§ YOUR GOAL
Scale the material below from the line containing "Verification task: coconut" to the line containing "[2,0,1280,293]", both included. Rewrite every one of those lines, requests as well, with each bounding-box coordinate in the answers multiplied by 1.8 and rounded to a whole number (halves round up), and return only those lines.

--- START OF MATERIAL TO PROCESS ---

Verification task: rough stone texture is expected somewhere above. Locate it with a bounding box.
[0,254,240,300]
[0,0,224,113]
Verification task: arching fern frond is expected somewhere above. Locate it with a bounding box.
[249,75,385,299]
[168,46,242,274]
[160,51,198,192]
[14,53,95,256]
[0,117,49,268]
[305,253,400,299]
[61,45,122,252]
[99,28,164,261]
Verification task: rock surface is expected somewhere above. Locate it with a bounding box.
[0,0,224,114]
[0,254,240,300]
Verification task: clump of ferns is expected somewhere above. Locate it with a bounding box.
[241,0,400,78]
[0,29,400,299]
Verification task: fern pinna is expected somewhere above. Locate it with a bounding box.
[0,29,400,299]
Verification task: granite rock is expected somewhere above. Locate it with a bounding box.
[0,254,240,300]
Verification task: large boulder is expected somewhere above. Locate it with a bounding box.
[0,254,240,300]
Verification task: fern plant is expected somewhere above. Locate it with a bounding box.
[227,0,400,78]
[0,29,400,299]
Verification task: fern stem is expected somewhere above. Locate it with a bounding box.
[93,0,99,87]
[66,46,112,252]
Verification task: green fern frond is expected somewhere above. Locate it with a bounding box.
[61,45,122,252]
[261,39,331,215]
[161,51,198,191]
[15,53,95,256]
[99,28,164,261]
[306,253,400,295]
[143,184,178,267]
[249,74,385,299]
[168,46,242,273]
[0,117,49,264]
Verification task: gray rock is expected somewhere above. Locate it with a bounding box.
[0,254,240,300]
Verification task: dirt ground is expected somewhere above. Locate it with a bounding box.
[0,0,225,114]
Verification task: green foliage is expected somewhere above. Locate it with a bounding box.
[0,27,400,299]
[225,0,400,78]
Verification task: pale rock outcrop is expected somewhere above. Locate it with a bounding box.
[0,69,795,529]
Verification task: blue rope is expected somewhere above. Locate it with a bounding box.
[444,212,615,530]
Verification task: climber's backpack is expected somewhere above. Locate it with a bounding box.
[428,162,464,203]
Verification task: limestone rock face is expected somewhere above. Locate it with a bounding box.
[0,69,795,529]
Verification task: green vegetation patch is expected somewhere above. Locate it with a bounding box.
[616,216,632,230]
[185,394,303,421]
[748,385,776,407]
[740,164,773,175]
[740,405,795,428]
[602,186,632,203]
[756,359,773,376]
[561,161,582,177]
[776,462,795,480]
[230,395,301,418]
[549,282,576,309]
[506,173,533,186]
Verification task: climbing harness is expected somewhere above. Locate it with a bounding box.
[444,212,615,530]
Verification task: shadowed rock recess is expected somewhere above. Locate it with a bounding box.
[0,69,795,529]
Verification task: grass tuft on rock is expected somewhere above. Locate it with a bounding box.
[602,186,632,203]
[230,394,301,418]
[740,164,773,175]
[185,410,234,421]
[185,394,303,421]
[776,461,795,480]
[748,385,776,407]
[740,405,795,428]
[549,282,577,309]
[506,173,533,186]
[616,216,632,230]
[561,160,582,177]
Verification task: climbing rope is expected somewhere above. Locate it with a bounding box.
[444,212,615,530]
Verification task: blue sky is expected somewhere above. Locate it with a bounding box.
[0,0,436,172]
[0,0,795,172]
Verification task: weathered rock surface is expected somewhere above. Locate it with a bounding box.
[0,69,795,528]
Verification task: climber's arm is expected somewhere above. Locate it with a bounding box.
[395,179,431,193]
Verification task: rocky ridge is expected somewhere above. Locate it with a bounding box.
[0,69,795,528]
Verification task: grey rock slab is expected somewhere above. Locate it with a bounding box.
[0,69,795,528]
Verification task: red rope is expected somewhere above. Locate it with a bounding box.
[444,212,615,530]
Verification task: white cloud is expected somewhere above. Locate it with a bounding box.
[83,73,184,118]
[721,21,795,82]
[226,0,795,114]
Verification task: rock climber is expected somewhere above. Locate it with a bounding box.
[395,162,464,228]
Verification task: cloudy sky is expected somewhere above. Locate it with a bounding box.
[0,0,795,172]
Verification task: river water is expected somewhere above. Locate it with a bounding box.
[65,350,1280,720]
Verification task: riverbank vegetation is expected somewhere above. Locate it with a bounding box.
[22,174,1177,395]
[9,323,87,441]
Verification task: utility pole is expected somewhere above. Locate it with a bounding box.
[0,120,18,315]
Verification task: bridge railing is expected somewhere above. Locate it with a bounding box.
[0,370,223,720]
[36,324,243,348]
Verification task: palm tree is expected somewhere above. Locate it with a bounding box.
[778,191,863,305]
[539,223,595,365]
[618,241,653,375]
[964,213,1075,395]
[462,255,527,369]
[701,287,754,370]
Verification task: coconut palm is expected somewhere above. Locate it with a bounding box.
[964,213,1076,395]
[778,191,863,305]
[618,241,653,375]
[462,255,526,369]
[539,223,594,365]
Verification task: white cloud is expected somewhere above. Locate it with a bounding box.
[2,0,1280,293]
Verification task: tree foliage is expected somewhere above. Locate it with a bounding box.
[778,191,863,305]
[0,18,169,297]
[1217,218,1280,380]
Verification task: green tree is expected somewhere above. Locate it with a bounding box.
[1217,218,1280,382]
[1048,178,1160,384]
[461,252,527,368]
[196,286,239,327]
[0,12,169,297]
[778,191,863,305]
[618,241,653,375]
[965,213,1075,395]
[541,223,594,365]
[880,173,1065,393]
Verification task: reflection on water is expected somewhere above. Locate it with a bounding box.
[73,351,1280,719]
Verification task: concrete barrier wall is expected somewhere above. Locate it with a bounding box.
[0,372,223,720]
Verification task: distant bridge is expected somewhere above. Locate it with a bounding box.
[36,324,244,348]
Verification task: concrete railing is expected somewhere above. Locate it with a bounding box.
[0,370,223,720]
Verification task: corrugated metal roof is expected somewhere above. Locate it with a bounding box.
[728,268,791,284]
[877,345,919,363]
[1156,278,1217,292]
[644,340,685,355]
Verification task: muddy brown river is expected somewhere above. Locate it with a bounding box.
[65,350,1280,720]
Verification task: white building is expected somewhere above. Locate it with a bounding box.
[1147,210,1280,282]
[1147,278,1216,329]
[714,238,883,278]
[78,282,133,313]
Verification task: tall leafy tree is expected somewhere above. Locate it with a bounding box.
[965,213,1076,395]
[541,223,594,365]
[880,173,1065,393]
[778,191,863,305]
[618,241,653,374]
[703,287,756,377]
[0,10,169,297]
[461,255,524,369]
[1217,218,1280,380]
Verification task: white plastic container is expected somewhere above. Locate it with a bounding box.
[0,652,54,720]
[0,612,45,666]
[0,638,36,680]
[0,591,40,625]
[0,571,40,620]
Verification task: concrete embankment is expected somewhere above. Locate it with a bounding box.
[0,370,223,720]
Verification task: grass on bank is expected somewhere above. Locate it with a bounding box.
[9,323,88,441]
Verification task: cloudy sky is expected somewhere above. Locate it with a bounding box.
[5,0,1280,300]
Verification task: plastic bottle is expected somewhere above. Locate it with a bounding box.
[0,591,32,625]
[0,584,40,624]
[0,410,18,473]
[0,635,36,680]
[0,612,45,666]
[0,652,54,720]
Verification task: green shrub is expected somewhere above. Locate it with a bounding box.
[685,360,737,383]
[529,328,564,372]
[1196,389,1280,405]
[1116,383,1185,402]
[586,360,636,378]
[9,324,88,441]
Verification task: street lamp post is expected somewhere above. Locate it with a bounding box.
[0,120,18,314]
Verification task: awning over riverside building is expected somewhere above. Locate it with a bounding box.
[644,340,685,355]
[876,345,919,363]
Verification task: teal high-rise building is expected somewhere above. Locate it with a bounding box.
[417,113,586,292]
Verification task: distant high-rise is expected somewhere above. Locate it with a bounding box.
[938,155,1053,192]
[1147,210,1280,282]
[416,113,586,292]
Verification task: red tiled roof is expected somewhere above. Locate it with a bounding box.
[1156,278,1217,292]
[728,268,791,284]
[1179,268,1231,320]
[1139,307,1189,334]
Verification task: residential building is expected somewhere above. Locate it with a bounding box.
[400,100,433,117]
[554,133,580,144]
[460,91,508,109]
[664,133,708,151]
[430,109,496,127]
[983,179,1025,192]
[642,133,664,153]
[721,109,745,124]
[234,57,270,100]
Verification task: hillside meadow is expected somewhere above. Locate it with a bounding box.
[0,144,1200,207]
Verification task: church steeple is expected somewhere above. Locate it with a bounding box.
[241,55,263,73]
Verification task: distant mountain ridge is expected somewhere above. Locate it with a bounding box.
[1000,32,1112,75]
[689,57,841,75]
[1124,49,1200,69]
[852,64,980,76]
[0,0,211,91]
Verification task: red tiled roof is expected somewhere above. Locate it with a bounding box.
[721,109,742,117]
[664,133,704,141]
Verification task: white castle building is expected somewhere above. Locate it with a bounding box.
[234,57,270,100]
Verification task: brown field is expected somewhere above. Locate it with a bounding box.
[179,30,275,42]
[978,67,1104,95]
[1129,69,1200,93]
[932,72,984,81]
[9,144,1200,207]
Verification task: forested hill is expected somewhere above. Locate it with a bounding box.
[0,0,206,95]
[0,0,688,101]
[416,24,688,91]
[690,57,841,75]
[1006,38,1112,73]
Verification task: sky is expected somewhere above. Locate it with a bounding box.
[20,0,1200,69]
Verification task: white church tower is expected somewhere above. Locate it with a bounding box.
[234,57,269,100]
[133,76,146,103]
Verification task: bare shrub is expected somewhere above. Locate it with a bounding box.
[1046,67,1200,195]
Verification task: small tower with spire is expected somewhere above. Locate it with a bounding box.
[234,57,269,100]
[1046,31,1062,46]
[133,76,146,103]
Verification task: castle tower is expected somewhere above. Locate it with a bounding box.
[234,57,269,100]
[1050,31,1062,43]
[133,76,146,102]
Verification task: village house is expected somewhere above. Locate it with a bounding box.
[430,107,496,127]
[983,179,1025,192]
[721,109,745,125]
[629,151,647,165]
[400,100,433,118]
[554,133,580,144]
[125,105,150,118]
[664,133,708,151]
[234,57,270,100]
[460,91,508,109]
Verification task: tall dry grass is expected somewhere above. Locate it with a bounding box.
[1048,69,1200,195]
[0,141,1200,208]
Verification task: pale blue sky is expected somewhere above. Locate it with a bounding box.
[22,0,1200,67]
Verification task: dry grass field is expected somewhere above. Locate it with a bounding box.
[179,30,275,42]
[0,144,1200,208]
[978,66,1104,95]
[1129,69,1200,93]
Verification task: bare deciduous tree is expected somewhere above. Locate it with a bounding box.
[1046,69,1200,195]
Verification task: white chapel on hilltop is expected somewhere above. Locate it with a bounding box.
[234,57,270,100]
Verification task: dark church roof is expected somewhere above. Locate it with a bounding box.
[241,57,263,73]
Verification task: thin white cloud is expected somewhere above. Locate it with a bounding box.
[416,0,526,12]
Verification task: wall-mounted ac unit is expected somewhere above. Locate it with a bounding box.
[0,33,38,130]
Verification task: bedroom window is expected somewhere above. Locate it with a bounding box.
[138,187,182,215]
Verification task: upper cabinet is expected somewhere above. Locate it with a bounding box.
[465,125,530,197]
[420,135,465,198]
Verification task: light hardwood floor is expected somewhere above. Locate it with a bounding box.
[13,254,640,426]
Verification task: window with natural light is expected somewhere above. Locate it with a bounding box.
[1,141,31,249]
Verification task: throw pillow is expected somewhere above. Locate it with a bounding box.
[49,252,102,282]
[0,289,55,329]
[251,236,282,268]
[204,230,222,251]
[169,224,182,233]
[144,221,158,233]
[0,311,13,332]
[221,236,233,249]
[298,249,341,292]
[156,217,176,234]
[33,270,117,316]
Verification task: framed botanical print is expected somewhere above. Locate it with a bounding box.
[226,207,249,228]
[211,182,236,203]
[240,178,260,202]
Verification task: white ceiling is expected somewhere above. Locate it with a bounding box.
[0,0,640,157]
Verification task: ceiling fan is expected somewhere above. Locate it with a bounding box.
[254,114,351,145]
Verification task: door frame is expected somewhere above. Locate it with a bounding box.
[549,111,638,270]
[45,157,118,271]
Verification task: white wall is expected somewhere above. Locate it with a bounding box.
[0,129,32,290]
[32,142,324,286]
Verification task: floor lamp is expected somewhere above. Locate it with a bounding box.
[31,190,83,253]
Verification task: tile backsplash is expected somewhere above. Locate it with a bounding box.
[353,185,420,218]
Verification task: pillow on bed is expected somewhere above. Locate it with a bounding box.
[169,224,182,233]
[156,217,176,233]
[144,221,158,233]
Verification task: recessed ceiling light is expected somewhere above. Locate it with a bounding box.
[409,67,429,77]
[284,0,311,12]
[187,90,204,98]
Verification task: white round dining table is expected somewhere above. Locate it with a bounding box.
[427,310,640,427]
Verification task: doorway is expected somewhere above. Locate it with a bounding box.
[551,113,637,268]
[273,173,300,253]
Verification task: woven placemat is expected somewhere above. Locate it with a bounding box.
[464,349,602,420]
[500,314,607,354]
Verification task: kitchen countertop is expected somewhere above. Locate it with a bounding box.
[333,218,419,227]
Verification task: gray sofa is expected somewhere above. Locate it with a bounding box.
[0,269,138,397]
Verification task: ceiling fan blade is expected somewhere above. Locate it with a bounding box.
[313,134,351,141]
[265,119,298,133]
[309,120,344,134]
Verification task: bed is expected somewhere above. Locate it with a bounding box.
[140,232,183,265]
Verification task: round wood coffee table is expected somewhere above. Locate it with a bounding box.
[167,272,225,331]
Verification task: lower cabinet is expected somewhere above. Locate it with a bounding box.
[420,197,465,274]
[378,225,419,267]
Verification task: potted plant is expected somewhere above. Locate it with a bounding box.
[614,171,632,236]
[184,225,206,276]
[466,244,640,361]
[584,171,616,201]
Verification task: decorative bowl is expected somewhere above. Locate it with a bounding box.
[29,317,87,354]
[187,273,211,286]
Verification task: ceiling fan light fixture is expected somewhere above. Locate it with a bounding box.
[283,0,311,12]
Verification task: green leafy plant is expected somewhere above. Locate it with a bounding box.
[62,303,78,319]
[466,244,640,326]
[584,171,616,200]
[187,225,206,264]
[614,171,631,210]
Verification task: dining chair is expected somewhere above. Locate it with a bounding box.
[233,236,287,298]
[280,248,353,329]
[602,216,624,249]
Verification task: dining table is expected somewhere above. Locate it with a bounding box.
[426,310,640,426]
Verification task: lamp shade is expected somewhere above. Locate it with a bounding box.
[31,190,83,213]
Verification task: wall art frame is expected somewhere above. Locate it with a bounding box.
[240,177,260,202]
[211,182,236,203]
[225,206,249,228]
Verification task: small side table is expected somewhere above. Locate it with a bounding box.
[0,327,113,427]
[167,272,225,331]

--- END OF MATERIAL TO PROCESS ---

§ CORRECT OUTPUT
Verification task: coconut palm is expected somewhere above. Locate it with a bounding box.
[1735,383,1937,711]
[1400,344,1553,549]
[1112,434,1175,675]
[832,459,947,664]
[970,401,1069,657]
Verification task: white cloud is expected somewhere above. Locate it with a bounding box.
[4,0,2304,527]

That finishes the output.